- [Условие задания] Чьим богом был Перун, согласно тексту о Велесе?

- [Текст для чтения]
А на чем зиждилась спокойная жизнь тех лет? На следовании законам предков. Считалось, что если отойти от постулатов веры, можно навлечь на себя гнев богов, потому, что они хотят именно так, и никак иначе. Замкнутые этносы и выживали, благодаря традициям. Но и замкнутыми они оставались, благодаря тем же догмам и традициям. Киевская Русь стала набирать силу оттого, что вводила в свой пантеон чужих божеств, т. е. у нас еще тогда была свобода вероисповедания, причем не только на словах, как сейчас, а на деле. Потому и государство росло, крепло и набирало силу. Ну, да разговор не об этом. Главное же, Велес в то время был богом простого крестьянства, в отличие, скажем от Перуна, бога родовитых бояр и дружинников. Здесь православная церковь применила хитрый ход: т. к. Велес, в принципе, заключал в себе и добрую и злую ипостаси, был Великим Пастухом и владыкой загробного мира (слияние образов медведя – убийцы и пастуха – похитителя скота), плюс именно он имел самую широкую аудиторию верующих, ведь ему поклонялись не только на Руси, но и в других частях света, просто знали под другими именами, его и сделали прототипом Сатаны. Отсюда и греческое "a", корень БОЛОС, помните про замещение "Б" на "В"? а "a" – "диа", "деа", "дио", по-гречески и есть "бог", слово, произошедшее от старорусского "див". Это косвенно подтверждается таким не относящимся к делу источником, как "Сатанинская Библия" А. Ш. ЛаВея. Вот строчка из главы "Ад, Дьявол и как продать свою душу": "Само же слово "Дьявол" происходит от индийского "деви", которое означает "бог"". В латинском языке "деви" превратилось в "деу", "деа", "дио". А позже в "дья". Непереведенной оставалась часть "вол" (он же "волос"). То есть, если переводить, получается: "бог Во(е)ло(е)с". Кроме того, именно в пользу славянского (нет, правильнее будет все-таки протоиндоевропейского или арийского, ибо славяне, прямые их потомки) происхождения Дьявола говорят объективные факты.
Перевод имен Аполлон и Люцифер тождествен? В какой-то мере - да. Только ассоциировались эти имена с разными понятиями: Аполлон - со светом Солнца, Люцифер - со светом Венеры. Так что какие-то различия в восприятии их народом должны быть, следовательно влился не весь образ, а скорее всего его словоформа. Проще говоря, с образом Дьявола стало ассоциироваться определенное название, несущее невербальную информацию.

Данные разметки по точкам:
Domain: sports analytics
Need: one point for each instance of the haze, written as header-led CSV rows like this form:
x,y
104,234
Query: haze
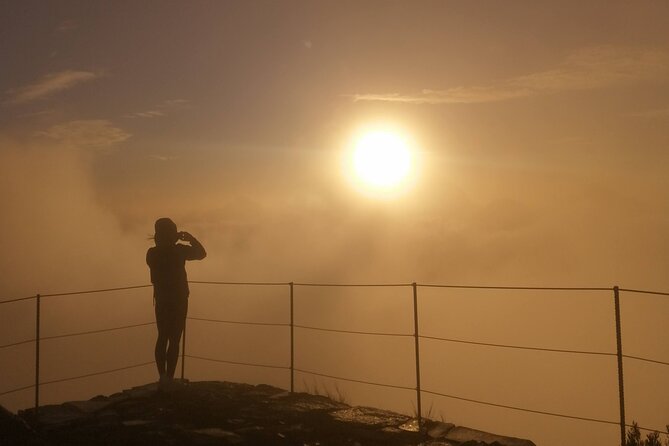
x,y
542,130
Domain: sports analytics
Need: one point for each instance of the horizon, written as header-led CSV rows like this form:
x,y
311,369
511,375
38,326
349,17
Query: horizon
x,y
477,143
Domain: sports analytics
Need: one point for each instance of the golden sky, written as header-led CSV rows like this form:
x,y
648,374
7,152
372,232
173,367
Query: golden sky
x,y
542,127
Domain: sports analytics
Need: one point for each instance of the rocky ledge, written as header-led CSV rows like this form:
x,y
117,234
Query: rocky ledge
x,y
208,413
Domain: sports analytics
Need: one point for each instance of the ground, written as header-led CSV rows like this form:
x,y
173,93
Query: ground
x,y
208,413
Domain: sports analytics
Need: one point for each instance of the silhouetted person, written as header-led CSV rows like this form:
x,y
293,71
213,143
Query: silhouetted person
x,y
167,262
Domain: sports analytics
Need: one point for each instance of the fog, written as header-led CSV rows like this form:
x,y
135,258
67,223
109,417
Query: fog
x,y
479,224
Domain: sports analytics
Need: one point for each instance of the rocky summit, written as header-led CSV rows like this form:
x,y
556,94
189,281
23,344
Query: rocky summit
x,y
219,413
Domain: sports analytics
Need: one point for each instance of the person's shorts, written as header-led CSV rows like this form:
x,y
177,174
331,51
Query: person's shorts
x,y
171,314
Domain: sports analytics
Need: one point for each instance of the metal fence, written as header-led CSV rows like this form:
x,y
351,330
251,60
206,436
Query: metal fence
x,y
413,289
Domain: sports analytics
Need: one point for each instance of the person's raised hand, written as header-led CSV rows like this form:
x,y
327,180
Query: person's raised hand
x,y
185,236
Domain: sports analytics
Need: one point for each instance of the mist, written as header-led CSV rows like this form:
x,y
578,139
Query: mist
x,y
65,232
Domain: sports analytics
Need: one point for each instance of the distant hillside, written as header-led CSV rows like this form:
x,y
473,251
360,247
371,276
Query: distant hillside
x,y
208,413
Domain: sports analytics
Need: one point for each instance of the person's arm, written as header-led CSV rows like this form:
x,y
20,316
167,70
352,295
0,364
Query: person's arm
x,y
196,251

- [Готовое решение] Перун был богом родовитых бояр и дружинников.